▸ **What this task involves**
Extend the news article below on North Carolina's abortion pill restrictions, picking up right after its last sentence.

▸ **Text passage**
# # # # #

North Carolina Attorney General Josh Stein is refusing to defend his state’s abortion pill restrictions, arguing that an abortionist’s legal challenge to them correctly asserts that they violate the constitution.
“Attorney General Stein today informed the legislature that he has concluded that the physician plaintiff’s preemption argument in Bryant v. Stein is legally correct and that his filings in the matter will reflect that conclusion,” Stein’s press secretary Nazneen Ahmed said, according to WNCN.
Stein had, according to his office, been reviewing Bryant’s legal complaint since Jan. 25. Ahmed reportedly said that Stein told legislative leadership his justice department would cooperate if they wished to intervene.
Stein was listed as a defendant in abortionist Dr. Amy Bryant’s lawsuit, which argued that the state was illegally flouting the Food and Drug Administration’s (FDA) guidance on the mifepristone. North Carolina currently requires in-person dispensing and a 72-hour waiting period before using the pill.
The state of NC’s restriction of women’s use of the prescriptions they need to exercise their reproductive freedoms violates federal law and the Constitution. 2/2
— Josh Stein (@JoshStein_) February 14, 2023
Extremely controversial, the abortion pill has encountered liberalized and restrictive regulations under different presidents. President Biden’s FDA notably reversed its predecessor’s decision to maintain the in-person dispensing requirement for the drug regimen – something pro-life advocates maintain is critical to prevent potentially fatal health complications.
But Bryant’s lawsuit, along with another in West Virginia, has suggested that the FDA’s more lax guidance preempts state restrictions on the pill. “North Carolina cannot stand in the shoes of [the] FDA to impose restrictions on medication access that FDA determined are not appropriate and that upset the careful balance FDA was directed by Congress to strike,” Bryant’s lawsuit read.
GenBioPro, the generic abortion pill manufacturer that sued West Virginia, similarly said in its lawsuit that “[t]he Supreme Court’s decision in Dobbs did not displace Congress’s and FDA’s roles in protecting the public health by deciding whether drugs are safe and effective, determining which precautions — if any — are necessary to ensure a drug’s safe use, and ensuring safe and effective drugs are available to the public. Dobbs addressed only the underlying personal constitutional privacy right as it pertains to abortion; it did not speak to federal law regulating a drug maker’s sale and distribution of, or a patient’s access to, medication that is FDA-approved for distribution nationwide.”

# # # # #

▸ **Data extract**
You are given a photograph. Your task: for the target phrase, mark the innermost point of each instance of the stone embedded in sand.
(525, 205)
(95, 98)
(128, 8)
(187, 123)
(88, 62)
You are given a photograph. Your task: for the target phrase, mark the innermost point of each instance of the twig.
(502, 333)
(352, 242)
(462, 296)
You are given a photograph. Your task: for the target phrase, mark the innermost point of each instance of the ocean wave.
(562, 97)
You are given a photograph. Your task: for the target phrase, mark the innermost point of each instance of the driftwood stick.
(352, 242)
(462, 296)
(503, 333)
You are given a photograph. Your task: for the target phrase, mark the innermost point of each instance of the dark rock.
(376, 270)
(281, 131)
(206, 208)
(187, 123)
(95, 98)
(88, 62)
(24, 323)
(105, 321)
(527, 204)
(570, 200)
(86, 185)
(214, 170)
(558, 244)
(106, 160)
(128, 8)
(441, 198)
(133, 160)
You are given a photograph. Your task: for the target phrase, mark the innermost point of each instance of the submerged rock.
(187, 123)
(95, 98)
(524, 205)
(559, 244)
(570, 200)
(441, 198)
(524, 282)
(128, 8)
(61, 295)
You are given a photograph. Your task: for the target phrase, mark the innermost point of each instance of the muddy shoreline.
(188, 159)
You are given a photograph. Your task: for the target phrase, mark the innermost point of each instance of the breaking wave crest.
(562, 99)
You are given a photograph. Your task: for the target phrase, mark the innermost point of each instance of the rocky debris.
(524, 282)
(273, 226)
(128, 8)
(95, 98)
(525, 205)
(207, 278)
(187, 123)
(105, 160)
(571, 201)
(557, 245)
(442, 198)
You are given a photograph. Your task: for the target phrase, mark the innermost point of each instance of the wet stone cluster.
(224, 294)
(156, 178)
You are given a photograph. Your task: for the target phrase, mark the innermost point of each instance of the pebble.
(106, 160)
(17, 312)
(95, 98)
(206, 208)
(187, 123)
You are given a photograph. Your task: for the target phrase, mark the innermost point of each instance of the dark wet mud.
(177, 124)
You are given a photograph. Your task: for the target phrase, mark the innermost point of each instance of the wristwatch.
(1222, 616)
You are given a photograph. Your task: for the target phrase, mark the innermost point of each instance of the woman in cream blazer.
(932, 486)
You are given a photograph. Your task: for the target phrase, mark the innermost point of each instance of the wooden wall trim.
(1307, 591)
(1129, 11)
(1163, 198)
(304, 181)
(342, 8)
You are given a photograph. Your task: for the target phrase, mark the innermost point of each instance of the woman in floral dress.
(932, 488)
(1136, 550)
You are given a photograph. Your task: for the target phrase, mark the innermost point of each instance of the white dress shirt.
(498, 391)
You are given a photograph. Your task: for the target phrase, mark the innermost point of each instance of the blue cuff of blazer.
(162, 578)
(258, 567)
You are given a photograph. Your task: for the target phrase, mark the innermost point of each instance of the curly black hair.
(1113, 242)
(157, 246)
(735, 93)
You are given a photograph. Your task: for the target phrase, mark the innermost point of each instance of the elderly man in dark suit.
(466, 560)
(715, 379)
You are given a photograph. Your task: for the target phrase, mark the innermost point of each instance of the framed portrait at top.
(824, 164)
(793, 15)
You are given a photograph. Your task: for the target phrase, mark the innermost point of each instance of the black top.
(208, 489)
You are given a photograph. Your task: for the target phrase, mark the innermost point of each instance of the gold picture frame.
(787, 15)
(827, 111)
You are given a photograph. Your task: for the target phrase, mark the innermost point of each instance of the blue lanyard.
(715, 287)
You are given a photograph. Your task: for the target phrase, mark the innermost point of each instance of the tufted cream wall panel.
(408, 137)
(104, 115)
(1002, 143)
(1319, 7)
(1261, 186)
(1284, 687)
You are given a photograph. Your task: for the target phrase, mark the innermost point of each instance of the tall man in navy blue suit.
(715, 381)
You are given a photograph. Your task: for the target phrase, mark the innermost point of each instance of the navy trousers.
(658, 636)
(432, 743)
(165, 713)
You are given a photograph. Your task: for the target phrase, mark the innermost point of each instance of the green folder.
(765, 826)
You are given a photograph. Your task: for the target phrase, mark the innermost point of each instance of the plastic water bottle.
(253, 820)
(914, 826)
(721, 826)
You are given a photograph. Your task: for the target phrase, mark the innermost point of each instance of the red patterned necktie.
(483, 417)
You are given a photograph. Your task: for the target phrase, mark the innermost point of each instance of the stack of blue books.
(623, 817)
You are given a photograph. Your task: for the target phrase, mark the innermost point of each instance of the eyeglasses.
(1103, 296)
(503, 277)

# # # # #

▸ **Expected answer**
West Virginia Attorney General Patrick Morrissey defended the law with a brief statement in which he cited the Supreme Court’s decision in Dobbs. “While it may not sit well with manufacturers of abortion drugs, the U.S. Supreme Court has made it clear that regulating abortion is a state issue,” he said.
GenBioPro had filed a similar lawsuit in Mississippi, where Dobbs originated, but reportedly dropped the case in August while citing a change in legal strategy. Both sides of the debate have reportedly seen potential for a lawsuit in Wisconsin as well. And in Texas, a separate lawsuit is challenging the FDA’s decision to approve the drug.
Preemption is a somewhat complicated constitutional issue that involves several considerations for determining whether a state is stepping on the federal government’s authority.
Attorneys at the Heritage Foundation have argued that the decision in Dobbs, combined with previous court decisions, has allowed states to restrict the abortion pill.
“There exists no real conflict between FDA approval of abortion drugs and state laws restricting or prohibiting them,” Sarah Perry and Thomas Jipping, both senior legal fellows at the Heritage Foundation, wrote in an article from November.
“FDA approval of abortion drugs as safe and effective for their proposed use set a regulatory floor for allowing them to enter or remain in interstate commerce, but it did not set a ceiling or exclude any other safety considerations. State laws that, for example, require in-person prescription and dispensing of abortion drugs, which the FDA itself had long required, do not conflict with the FDA’s approval. Rather, they exercise states’ authority to regulate the medical profession, enhance public safety, and restrict abortion.”